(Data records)
....

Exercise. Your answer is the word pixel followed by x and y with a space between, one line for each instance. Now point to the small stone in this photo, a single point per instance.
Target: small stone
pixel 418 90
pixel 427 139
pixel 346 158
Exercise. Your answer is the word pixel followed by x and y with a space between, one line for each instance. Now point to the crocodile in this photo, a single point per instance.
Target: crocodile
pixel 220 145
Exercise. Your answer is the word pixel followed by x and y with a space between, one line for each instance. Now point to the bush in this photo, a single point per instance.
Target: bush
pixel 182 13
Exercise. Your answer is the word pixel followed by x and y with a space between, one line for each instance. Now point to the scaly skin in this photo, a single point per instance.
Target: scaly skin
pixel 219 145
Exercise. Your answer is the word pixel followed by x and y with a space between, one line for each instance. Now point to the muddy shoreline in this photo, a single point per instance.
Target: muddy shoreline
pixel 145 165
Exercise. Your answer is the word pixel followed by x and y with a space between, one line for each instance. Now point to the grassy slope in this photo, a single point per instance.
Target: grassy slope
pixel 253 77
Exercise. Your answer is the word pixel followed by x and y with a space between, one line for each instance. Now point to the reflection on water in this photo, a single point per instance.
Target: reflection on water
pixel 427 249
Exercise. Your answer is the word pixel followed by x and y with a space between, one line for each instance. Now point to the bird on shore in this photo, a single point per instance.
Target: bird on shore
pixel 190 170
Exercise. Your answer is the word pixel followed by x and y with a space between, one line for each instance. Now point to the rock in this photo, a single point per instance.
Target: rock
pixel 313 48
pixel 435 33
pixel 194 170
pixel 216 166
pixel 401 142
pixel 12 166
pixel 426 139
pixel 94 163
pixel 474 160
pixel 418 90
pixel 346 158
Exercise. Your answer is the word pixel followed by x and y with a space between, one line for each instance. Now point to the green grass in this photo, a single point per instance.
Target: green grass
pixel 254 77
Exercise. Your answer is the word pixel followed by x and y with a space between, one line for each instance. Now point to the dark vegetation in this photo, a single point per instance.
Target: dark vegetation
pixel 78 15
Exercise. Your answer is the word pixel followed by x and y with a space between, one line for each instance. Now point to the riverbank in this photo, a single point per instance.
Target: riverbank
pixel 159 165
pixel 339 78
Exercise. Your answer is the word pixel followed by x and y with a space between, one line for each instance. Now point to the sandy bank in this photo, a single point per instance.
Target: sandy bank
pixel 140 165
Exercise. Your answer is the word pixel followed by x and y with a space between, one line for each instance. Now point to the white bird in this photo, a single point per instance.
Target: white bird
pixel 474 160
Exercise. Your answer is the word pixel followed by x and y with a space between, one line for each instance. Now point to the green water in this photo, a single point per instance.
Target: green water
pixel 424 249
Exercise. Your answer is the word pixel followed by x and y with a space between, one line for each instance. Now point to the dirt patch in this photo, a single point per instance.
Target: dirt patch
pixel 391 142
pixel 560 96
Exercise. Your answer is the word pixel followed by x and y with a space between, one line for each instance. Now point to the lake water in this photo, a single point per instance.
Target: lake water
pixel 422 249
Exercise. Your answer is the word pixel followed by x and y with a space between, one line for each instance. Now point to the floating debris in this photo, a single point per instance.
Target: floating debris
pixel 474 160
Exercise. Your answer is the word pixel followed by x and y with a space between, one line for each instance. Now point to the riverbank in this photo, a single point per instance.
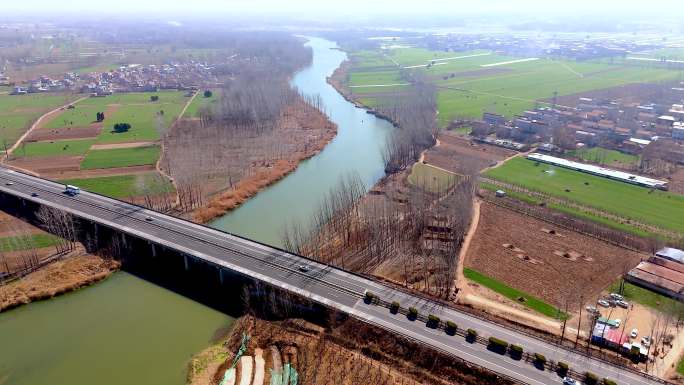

....

* Brief
Within the data above, the lines from the one with "Target: muddy shoreline" to the one with "to the grassy" must be repeated exactly; no other line belongs in the answer.

* Solution to this task
Target: muddy shoreline
pixel 145 165
Exercise. Your answer is the word pixel followed by x and y with a space between, one line for each instance. Now point to the grassy slope in this photo, a single point per instance.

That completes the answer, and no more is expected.